## DOCUMENT SECTION
┏━━

Similar to patients with cirrhosis, patients with ALI/ALF also show evidence of compensation for hemostatic abnormalities when assessed by TEG. Indeed, the maximum amplitude of clot formation increases in parallel with the number of positive elements of systemic inflammatory response syndrome (SIRS) and correlates directly with venous ammonia concentration and the severity of hepatic encephalopathy.33 Since the degree of hyperammonemia, the severity of hepatic encephalopathy, and the number of SIRS components are closely related in patients with ALF, these data suggest that the severity of SIRS reflects the degree of increase in prohemostatic acute-phase reactants—including factor VIII, vWF, and fibrinogen—which leads to increased clot strength.34,35
The relationship of SIRS to abnormal hemostasis in patients with ALF has also been explored using heparinase-modified TEG.36 Endothelial activation and/or
injury is an integral component of ALF, leading not only to increased levels of procoagulant endothelial factors
(factor VIII and vWF) but also to increased levels of endogenous heparinoids. Similar to observations in patients with cirrhosis, the estimated total thrombin generation in patients with ALF was not significantly different than that observed in patients with cirrhosis who were undergoing LT or healthy controls, and a significant heparin effect was observed. Also, the maximum amplitude of clot formation as measured by heparinase-modified TEG in patients with ALF was similar to that of healthy controls and patients with cirrhosis.36
Conclusions
In summary, the use of TEG in patients with acute and chronic liver disease has corroborated the concept of rebalanced global hemostasis that was proposed by Tripodi and colleagues and Lisman and colleagues using other laboratory methods.10,11,37,38 In addition, TEG has become widely used during LT to guide prohemostatic factor repletion and antifibrinolytic therapy and to estimate the degree to which endogenous heparinoids may contribute to bleeding during LT. Finally, the use of TEG has elucidated new mechanisms involved in rebalanced hemostasis in patients with liver disease (including the role of the acute-phase reaction in augmenting clot strength) and has identified endogenous heparinoids as an important link between infection and impaired hemostasis.

┗━━

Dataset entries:
┏━━

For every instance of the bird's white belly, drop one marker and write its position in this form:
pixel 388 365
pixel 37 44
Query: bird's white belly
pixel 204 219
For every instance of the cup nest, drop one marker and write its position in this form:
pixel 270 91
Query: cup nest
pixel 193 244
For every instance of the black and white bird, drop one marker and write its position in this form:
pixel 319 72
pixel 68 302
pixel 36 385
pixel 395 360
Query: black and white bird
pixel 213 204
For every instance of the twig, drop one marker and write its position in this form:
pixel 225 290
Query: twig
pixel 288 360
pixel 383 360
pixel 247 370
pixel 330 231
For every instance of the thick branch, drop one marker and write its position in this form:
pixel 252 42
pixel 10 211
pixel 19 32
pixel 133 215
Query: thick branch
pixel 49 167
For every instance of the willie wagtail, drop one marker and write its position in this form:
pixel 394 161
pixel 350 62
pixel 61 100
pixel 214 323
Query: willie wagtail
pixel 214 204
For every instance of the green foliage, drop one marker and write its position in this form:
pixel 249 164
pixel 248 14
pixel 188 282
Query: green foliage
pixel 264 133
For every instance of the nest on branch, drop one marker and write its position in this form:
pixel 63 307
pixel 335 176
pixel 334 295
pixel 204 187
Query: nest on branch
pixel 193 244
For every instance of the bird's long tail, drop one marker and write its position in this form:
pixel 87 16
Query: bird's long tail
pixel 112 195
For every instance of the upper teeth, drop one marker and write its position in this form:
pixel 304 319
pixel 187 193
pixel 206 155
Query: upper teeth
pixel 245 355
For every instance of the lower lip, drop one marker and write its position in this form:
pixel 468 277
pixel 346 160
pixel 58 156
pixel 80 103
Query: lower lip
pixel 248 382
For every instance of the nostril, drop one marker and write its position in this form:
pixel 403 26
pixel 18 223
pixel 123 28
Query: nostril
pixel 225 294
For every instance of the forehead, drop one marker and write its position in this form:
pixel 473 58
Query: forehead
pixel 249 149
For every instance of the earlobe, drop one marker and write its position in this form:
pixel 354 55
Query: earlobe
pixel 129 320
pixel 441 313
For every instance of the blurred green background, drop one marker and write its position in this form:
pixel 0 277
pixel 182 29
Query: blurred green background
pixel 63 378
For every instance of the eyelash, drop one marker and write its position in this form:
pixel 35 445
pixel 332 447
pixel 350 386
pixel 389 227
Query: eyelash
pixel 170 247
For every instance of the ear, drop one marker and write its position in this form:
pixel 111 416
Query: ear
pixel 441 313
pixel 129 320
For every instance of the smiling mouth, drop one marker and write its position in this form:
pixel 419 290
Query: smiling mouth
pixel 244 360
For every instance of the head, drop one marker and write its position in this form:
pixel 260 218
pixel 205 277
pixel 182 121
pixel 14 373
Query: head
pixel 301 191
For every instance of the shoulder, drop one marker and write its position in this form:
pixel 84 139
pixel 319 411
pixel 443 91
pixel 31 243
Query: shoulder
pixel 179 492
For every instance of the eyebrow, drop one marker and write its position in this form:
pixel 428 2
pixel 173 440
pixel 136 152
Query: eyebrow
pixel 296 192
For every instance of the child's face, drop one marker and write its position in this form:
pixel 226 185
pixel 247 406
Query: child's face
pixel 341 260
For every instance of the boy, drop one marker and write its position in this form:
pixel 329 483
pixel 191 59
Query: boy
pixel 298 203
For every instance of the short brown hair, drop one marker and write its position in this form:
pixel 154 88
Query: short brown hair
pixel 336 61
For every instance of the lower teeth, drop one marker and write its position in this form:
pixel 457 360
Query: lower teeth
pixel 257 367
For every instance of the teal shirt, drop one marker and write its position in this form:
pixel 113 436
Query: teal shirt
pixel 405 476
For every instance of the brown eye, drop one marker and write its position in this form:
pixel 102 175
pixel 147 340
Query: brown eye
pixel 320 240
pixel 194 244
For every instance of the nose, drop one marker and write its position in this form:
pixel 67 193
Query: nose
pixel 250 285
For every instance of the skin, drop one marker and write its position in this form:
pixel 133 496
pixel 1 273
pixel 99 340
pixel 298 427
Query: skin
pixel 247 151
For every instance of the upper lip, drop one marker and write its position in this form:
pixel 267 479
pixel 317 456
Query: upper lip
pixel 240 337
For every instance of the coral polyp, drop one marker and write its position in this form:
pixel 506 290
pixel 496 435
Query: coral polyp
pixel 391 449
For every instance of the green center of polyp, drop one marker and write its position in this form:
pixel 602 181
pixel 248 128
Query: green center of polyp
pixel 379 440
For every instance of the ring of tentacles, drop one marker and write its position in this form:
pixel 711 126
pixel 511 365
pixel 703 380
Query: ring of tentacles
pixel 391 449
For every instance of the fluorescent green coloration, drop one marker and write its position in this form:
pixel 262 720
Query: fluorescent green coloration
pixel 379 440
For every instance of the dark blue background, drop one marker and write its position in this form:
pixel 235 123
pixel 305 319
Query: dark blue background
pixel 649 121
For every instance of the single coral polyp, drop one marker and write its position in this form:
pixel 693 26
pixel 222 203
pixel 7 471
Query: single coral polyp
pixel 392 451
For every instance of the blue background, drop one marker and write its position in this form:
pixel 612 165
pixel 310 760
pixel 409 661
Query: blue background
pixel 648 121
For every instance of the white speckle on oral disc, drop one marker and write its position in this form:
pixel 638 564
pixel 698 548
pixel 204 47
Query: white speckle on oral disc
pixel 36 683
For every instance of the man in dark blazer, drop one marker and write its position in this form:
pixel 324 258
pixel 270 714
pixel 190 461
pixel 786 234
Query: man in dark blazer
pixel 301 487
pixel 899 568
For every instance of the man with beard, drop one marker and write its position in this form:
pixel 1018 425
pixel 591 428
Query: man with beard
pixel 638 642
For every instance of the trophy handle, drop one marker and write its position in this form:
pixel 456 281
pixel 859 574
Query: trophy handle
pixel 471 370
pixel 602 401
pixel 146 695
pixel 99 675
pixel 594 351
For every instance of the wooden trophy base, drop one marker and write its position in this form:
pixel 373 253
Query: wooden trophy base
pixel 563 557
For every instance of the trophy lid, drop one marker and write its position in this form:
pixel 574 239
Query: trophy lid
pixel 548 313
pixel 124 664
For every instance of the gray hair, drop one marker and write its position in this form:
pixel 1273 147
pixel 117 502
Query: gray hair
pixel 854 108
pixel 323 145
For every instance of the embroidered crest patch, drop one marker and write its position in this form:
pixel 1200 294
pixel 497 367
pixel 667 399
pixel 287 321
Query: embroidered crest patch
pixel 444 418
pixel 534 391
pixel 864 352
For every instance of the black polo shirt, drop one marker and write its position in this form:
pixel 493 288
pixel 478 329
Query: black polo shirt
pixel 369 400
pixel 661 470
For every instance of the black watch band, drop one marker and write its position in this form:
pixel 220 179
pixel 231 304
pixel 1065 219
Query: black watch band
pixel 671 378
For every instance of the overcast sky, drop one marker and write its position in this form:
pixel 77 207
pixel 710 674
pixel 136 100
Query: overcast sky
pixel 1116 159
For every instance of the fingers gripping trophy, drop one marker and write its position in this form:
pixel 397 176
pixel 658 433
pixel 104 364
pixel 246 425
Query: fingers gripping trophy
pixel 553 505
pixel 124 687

┗━━
┏━━

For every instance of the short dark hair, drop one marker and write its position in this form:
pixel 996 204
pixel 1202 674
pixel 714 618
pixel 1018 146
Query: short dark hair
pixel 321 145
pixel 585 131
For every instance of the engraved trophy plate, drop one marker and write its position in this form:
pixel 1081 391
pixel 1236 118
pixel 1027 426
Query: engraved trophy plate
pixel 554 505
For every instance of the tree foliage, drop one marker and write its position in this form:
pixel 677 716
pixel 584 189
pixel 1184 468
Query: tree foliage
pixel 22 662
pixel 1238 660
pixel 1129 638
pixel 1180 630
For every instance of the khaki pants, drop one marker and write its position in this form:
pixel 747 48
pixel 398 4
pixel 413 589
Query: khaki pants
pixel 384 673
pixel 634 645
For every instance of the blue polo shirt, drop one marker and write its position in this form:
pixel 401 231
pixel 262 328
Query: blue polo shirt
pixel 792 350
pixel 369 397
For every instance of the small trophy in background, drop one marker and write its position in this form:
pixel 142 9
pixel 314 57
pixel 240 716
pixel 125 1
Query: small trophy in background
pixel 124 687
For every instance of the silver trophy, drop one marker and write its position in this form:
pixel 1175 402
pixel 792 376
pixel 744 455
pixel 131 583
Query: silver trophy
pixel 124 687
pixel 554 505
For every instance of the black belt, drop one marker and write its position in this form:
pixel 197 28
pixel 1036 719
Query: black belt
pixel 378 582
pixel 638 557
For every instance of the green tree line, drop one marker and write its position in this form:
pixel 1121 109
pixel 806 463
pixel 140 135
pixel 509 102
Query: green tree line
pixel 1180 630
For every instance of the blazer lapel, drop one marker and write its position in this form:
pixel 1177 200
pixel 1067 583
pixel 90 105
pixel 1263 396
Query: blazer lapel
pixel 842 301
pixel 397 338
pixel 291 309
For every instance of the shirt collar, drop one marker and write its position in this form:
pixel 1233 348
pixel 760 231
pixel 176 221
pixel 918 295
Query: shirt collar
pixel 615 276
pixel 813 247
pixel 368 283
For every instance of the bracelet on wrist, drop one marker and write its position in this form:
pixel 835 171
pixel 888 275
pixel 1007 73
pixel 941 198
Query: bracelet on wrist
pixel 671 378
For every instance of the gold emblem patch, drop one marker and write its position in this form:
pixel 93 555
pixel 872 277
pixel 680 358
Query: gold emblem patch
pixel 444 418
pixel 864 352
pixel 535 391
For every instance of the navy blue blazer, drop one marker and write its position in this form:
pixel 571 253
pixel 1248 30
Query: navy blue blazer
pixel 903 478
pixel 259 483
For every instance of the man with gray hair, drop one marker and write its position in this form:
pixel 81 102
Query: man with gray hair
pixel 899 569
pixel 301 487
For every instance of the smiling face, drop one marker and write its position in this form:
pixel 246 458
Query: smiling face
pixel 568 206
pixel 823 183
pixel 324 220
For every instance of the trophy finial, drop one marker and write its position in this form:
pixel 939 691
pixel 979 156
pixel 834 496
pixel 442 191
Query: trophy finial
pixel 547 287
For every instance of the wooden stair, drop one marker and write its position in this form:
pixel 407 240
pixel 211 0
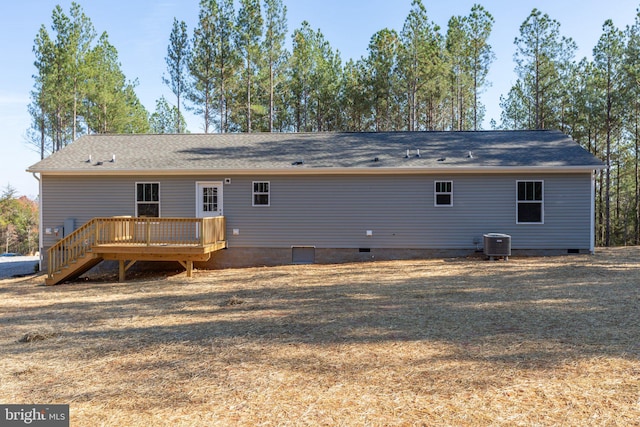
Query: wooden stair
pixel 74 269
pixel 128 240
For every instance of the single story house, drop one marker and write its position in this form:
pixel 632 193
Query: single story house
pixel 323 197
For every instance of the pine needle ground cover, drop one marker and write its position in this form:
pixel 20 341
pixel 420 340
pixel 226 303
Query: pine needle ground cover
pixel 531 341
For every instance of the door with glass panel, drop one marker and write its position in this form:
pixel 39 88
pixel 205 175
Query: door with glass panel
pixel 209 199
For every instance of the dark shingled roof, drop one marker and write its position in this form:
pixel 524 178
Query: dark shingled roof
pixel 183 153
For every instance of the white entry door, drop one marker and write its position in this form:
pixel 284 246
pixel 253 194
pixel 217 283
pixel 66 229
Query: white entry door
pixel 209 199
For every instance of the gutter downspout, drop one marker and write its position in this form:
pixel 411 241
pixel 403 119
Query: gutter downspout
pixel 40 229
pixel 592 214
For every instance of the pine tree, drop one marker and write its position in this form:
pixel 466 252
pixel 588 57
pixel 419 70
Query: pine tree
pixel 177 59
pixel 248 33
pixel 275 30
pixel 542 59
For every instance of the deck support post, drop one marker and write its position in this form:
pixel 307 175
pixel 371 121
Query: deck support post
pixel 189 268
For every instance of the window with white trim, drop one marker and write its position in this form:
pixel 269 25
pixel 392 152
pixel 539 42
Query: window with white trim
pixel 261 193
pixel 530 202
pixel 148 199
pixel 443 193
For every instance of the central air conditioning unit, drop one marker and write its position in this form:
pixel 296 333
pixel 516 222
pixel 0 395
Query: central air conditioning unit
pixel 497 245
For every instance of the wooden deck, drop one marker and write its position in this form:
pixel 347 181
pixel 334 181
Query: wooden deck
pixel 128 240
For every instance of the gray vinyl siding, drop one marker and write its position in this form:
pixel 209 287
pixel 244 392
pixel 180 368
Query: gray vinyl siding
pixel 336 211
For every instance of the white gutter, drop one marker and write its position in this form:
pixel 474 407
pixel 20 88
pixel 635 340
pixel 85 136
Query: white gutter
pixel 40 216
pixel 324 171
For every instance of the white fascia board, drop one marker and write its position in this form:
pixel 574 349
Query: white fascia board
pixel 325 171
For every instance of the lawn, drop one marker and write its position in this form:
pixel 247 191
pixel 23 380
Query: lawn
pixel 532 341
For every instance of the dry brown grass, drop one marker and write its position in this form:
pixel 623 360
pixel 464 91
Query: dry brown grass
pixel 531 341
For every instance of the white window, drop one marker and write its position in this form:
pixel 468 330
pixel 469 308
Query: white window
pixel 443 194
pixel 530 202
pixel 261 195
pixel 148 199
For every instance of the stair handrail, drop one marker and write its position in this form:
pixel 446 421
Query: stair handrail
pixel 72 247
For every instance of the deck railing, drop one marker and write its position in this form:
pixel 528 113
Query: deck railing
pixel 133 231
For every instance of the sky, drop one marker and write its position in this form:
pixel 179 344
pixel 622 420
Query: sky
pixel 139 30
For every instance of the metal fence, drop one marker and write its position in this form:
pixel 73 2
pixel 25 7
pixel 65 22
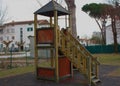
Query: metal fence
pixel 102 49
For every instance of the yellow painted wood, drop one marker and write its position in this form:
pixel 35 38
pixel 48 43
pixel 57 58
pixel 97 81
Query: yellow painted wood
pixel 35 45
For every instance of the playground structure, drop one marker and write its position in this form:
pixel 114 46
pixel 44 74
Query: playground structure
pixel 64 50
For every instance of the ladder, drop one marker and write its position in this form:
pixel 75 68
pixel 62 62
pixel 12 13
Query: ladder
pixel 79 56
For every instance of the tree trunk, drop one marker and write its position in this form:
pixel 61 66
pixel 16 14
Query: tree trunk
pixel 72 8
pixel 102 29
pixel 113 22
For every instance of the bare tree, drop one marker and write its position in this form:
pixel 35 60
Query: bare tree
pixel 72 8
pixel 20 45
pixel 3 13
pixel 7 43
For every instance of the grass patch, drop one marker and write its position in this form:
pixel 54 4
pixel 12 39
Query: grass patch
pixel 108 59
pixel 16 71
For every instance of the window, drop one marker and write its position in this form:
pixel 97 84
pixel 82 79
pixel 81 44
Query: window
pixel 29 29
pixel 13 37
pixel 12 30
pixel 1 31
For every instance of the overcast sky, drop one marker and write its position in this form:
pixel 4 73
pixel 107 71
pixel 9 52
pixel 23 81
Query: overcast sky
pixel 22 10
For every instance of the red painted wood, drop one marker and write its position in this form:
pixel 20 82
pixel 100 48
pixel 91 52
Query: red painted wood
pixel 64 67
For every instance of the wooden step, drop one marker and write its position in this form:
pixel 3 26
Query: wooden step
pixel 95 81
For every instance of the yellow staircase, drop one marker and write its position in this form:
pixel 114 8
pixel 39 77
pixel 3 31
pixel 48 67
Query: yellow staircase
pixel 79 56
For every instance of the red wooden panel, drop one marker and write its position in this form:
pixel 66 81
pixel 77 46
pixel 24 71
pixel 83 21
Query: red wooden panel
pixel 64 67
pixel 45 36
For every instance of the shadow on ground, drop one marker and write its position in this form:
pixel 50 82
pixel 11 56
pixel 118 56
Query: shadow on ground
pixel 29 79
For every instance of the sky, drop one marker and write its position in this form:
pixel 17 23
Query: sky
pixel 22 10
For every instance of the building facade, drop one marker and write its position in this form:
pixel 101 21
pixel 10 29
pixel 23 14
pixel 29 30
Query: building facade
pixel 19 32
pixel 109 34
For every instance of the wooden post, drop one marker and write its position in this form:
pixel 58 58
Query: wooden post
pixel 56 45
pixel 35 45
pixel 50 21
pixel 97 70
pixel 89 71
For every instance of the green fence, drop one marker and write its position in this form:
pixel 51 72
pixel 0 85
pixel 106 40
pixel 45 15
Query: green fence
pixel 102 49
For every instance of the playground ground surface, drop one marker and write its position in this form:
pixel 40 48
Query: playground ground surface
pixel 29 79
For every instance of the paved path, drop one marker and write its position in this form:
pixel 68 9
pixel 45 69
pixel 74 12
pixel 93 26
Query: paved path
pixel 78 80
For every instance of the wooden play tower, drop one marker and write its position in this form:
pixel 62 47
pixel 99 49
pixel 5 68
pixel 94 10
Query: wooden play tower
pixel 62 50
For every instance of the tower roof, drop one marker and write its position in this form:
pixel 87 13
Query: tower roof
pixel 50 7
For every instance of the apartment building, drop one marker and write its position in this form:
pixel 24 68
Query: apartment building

┗━━
┏━━

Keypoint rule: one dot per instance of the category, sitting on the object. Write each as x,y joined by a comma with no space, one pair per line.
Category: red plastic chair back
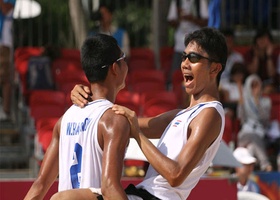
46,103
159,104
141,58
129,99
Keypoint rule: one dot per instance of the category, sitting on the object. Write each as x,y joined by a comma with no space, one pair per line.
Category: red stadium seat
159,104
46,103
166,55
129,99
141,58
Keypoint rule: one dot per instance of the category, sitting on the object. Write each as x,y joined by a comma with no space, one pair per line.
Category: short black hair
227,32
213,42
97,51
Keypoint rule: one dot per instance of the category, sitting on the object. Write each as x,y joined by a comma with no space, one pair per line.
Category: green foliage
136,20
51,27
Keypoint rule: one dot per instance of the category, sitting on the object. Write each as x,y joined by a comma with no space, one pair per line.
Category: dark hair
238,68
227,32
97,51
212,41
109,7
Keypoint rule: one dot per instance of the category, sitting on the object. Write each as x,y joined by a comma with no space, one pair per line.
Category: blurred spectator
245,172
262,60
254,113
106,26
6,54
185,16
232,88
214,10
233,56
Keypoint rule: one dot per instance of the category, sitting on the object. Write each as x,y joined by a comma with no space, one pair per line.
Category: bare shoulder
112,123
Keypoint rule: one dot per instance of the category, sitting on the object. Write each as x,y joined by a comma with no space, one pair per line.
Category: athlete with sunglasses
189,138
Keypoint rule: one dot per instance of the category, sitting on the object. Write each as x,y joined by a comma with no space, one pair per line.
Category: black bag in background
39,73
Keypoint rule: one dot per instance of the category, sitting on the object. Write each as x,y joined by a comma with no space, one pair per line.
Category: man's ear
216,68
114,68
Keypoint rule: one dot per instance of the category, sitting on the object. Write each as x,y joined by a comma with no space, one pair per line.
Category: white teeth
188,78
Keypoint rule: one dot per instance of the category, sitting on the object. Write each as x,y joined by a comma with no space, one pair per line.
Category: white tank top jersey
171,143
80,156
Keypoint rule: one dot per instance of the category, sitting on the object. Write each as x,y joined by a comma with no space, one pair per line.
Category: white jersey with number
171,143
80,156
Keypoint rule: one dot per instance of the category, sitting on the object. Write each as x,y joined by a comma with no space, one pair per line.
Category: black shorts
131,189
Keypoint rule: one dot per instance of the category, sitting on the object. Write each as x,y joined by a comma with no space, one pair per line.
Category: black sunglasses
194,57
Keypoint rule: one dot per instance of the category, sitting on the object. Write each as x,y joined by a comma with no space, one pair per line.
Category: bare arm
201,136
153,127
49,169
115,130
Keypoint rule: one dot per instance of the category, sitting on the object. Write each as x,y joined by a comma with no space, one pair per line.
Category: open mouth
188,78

┗━━

## REQUIRED ACTION A
In the text on TEG in liver disease, which prohemostatic acute-phase reactants are named as leading to increased clot strength?
## REQUIRED ACTION B
Extend the text on TEG in liver disease, picking up after its final sentence.
These dataset entries come from a separate source.

## EXERCISE ANSWER A
Factor VIII, vWF, and fibrinogen.

## EXERCISE ANSWER B
Although most studies imply that TEG provides a better assessment of bleeding risk than standard tests of hemostasis in patients with liver disease, it should be emphasized that no studies have directly tested this possibility. However, the absence of guidelines for prohemostatic factor repletion in specific settings, such as before invasive procedures, remains a major obstacle in the management of patients with liver disease, especially since factor repletion has serious potential adverse effects.39 Considering the last decade of research, it seems certain that clinicians have overestimated the bleeding diathesis associated with liver disease based upon standard laboratory tests of hemostasis. A prospective randomized trial using a global test of hemostasis, such as TEG, is now urgently needed to assess bleeding risk after invasive procedures and to more judiciously guide factor repletion in patients with acute and chronic liver disease.